__Recorded data__.
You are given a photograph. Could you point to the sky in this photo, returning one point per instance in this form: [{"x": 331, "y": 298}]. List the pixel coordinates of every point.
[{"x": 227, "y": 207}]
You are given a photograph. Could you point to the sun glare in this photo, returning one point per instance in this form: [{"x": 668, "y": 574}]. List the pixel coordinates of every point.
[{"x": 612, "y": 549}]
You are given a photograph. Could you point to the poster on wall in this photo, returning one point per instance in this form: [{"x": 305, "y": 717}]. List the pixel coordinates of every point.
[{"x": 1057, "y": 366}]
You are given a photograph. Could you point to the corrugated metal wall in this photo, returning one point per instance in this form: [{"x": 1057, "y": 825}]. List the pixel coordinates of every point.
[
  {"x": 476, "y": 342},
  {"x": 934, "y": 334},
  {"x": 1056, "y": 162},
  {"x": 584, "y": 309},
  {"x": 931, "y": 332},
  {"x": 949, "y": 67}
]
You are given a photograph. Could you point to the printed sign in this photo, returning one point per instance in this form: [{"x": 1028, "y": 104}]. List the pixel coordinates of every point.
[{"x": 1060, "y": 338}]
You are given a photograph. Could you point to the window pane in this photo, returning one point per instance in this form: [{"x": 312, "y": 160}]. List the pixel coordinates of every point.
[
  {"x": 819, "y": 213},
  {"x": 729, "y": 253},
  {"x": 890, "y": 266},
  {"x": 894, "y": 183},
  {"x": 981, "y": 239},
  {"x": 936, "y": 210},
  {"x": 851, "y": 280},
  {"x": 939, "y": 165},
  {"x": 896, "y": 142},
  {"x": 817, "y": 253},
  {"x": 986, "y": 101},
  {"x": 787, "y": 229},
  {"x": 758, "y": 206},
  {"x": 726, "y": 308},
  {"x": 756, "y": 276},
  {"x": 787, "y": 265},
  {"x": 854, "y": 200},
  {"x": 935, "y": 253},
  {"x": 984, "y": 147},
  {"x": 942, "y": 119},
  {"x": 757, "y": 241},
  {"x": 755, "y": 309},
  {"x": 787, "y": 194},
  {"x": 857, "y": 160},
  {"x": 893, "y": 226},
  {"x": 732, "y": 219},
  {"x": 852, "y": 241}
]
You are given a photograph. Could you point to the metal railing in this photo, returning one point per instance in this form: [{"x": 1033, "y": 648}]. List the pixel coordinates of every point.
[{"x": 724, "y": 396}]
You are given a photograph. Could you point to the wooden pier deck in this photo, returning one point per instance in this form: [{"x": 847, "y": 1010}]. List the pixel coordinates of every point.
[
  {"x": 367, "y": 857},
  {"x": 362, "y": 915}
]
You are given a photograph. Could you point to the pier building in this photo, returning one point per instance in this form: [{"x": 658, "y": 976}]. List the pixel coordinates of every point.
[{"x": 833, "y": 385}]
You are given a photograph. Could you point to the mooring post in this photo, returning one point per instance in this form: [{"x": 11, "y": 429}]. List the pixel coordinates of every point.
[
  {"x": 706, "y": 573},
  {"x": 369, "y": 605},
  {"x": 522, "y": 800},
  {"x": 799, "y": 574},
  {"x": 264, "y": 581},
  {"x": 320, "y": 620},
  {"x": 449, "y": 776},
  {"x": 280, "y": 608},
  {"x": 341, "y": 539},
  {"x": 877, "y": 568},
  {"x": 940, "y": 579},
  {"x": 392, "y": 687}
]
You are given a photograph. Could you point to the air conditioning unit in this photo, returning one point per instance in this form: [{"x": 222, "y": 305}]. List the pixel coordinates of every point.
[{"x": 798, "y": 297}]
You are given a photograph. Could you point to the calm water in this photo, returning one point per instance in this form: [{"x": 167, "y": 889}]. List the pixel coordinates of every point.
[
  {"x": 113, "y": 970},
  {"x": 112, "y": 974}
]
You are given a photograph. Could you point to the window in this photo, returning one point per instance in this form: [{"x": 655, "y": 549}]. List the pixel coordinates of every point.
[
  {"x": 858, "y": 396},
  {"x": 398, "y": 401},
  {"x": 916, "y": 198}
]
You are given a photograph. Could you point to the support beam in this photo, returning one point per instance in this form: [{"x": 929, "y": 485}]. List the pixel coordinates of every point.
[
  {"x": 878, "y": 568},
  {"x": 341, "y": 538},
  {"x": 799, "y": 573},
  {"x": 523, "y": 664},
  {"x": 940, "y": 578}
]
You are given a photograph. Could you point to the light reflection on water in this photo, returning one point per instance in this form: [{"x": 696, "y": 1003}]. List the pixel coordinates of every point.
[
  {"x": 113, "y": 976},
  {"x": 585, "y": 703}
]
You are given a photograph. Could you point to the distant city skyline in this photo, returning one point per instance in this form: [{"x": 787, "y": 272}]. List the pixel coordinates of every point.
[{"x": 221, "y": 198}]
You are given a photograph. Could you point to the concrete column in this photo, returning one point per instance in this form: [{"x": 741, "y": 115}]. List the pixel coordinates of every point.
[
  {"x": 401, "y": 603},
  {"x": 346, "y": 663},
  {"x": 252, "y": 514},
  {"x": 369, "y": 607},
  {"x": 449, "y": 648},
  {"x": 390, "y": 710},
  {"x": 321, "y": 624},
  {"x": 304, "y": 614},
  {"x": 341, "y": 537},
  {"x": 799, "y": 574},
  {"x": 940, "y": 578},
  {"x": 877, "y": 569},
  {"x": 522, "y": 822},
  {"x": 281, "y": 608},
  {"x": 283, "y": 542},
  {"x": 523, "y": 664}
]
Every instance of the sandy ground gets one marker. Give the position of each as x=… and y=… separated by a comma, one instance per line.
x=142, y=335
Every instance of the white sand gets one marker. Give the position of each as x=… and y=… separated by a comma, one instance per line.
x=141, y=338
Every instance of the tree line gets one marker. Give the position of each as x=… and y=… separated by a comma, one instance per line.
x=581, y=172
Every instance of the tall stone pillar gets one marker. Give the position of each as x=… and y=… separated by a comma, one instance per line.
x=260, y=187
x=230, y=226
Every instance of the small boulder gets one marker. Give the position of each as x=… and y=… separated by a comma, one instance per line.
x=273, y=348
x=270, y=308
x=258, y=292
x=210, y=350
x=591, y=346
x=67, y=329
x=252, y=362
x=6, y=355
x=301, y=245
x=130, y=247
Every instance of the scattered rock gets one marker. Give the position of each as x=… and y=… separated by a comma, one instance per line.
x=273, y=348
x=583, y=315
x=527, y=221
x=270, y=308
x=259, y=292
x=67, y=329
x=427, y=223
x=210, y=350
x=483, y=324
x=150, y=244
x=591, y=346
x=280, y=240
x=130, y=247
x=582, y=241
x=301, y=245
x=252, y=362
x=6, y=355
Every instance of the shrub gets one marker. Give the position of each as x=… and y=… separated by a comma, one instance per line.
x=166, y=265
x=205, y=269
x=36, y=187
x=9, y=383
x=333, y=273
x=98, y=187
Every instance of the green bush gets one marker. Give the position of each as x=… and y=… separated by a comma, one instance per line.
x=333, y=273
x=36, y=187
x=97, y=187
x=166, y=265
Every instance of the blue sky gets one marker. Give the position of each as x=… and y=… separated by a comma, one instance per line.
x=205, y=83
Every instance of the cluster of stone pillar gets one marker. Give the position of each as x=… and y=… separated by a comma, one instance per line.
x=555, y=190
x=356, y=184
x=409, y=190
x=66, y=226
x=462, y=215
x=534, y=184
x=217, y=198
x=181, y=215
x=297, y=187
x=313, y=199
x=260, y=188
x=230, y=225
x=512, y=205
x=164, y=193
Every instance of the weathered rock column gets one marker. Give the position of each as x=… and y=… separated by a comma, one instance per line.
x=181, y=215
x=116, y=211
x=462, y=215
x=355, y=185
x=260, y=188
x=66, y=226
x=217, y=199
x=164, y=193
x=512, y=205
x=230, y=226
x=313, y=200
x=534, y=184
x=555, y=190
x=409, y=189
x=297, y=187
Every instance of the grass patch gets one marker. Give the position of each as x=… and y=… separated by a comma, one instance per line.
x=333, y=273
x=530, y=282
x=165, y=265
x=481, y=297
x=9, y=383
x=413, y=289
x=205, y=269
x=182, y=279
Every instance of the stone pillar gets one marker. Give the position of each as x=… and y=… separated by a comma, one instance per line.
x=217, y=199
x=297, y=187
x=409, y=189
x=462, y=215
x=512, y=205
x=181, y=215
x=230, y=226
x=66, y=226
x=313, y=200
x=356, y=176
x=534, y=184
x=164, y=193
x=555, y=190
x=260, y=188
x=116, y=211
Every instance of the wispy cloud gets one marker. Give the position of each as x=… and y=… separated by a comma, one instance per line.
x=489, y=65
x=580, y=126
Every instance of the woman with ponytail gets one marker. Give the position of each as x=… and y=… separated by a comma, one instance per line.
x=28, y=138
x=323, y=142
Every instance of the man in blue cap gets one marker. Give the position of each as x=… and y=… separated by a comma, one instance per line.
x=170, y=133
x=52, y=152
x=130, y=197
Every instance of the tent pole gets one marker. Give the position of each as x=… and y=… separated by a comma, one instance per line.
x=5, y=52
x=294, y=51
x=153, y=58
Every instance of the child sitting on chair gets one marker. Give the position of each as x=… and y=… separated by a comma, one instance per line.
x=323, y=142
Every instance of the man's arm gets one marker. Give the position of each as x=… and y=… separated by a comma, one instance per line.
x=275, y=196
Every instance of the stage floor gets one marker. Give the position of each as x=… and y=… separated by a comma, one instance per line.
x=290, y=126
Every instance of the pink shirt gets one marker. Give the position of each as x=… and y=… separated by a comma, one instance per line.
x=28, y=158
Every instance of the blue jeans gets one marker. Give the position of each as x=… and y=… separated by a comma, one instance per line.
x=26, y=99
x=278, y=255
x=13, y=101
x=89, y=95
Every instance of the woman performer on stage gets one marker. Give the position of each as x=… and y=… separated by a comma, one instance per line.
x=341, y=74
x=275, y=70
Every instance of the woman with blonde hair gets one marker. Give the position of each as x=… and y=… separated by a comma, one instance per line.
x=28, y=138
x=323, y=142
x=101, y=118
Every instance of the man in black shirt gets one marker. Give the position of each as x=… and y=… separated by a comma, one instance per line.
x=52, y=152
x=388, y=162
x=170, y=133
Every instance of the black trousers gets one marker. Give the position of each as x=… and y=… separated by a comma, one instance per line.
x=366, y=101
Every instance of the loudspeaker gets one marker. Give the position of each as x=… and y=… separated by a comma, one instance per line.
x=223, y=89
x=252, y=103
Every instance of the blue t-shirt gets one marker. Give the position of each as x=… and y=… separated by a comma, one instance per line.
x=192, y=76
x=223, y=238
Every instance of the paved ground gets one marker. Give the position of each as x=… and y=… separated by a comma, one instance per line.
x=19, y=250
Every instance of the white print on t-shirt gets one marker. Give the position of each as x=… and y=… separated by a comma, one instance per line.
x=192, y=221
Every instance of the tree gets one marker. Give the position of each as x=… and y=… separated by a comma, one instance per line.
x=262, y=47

__Task statement__. Your output should consist only of the lines from the one containing "Every instance of the woman with blonde" to the end of the records above, each retyped exactly.

__Task response__.
Every instance of the woman with blonde hair gets one marker. Give the position of each as x=… and y=… separated by a comma, one instance per line.
x=28, y=138
x=323, y=142
x=101, y=118
Every instance of the man in black shirt gets one marker. Give the position of each as x=… and y=… separated by a comma, one instance per line.
x=52, y=152
x=388, y=162
x=170, y=133
Every instance of the black trousers gets one marker. Give the position of each as x=… and y=… separated by a comma, one instance per line.
x=366, y=101
Every instance of the loudspeaker gets one marker. Give the position of each as x=… and y=… separated by a comma, one instance per line.
x=223, y=89
x=252, y=103
Every instance of the blue t-shirt gets one marker. Give the position of each as x=… and y=… separated by a comma, one instance per line.
x=192, y=76
x=223, y=238
Every instance of the paved ground gets one marker. Give the position of each as x=… and y=… separated by a comma, one instance per line.
x=19, y=250
Every instance of the white print on t-shirt gets one marker. Give the position of each as x=… and y=… separated by a comma, one instance per line.
x=192, y=221
Every instance of the tree gets one marker. Give the position of each as x=… and y=… separated by a comma, one instance per line.
x=262, y=47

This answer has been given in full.